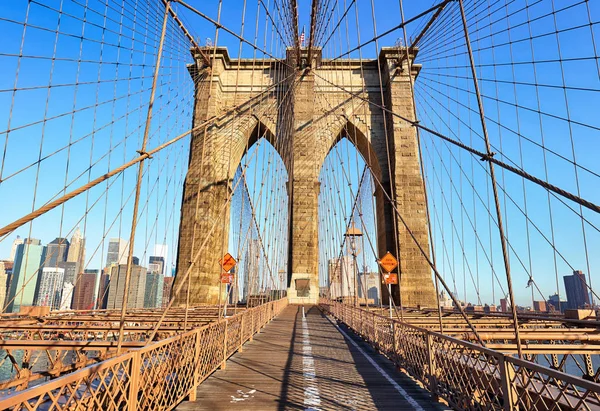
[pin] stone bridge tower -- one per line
(315, 111)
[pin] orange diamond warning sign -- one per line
(227, 262)
(390, 278)
(226, 278)
(388, 262)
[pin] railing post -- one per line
(134, 381)
(374, 330)
(394, 341)
(251, 313)
(242, 334)
(223, 364)
(192, 394)
(507, 374)
(432, 371)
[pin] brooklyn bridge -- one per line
(282, 204)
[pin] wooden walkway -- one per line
(308, 363)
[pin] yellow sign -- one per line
(388, 262)
(227, 262)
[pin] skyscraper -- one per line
(56, 252)
(156, 264)
(70, 268)
(25, 274)
(117, 252)
(116, 288)
(167, 286)
(161, 250)
(50, 287)
(154, 289)
(76, 253)
(3, 283)
(13, 251)
(83, 295)
(67, 296)
(577, 292)
(102, 298)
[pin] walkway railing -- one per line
(467, 375)
(156, 377)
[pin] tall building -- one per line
(252, 263)
(342, 272)
(116, 288)
(578, 295)
(540, 306)
(446, 300)
(67, 296)
(117, 252)
(556, 304)
(28, 258)
(102, 299)
(156, 264)
(161, 250)
(8, 268)
(56, 252)
(70, 268)
(13, 251)
(167, 286)
(83, 295)
(76, 253)
(154, 289)
(50, 287)
(3, 283)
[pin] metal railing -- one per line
(467, 376)
(156, 377)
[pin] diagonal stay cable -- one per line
(483, 156)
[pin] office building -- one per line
(76, 252)
(116, 289)
(50, 287)
(3, 284)
(13, 251)
(66, 297)
(556, 305)
(25, 274)
(540, 306)
(56, 252)
(154, 289)
(83, 295)
(70, 268)
(102, 299)
(167, 287)
(156, 264)
(117, 252)
(578, 295)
-- -- --
## [GIVEN INSTRUCTION]
Lay out every item above as a two-column CSV with the header row "prompt,points", one row per item, putting its text and its answer each in a single quoted field with line breaks replaced by spaces. Leave the pictures out.

## [TASK OUTPUT]
prompt,points
"[pin] stone bridge tower -- one per line","(315, 111)"
"[pin] orange diamond warning sign -- one per line","(227, 262) (390, 278) (226, 278) (388, 262)"
"[pin] railing post -- one per line","(134, 381) (374, 330) (394, 341) (251, 313) (242, 334) (223, 364) (192, 394) (507, 374) (432, 371)"
"[pin] brooklyn bridge -- one per line","(282, 204)"
"[pin] wooden walkway -- one per line","(308, 363)"
"[pin] yellow sign -- one per line","(388, 262) (227, 262)"
"[pin] skyscraper -- one per line","(56, 252) (156, 264) (70, 268) (25, 274) (117, 252) (116, 288) (167, 286) (161, 250) (50, 287) (154, 289) (76, 253) (3, 283) (13, 251) (83, 295) (67, 296) (577, 292) (102, 298)"
"[pin] walkway railing -- one per line","(467, 375) (156, 377)"
"[pin] tall building -- one per line","(252, 263) (342, 272) (116, 288) (578, 295) (540, 306) (446, 300) (67, 296) (117, 252) (556, 304) (28, 258) (102, 299) (156, 264) (161, 250) (8, 268) (56, 252) (70, 268) (13, 251) (167, 286) (83, 295) (76, 253) (154, 289) (50, 287) (3, 283)"
"[pin] metal railing -- one per line","(467, 376) (156, 377)"
"[pin] diagonal stay cable -- one per line","(483, 156)"
"[pin] office building -- one per line","(76, 252) (116, 289) (50, 287) (3, 284) (13, 251) (66, 297) (556, 305) (25, 274) (540, 306) (56, 252) (154, 289) (83, 295) (70, 268) (102, 299) (167, 287) (156, 264) (117, 252) (578, 295)"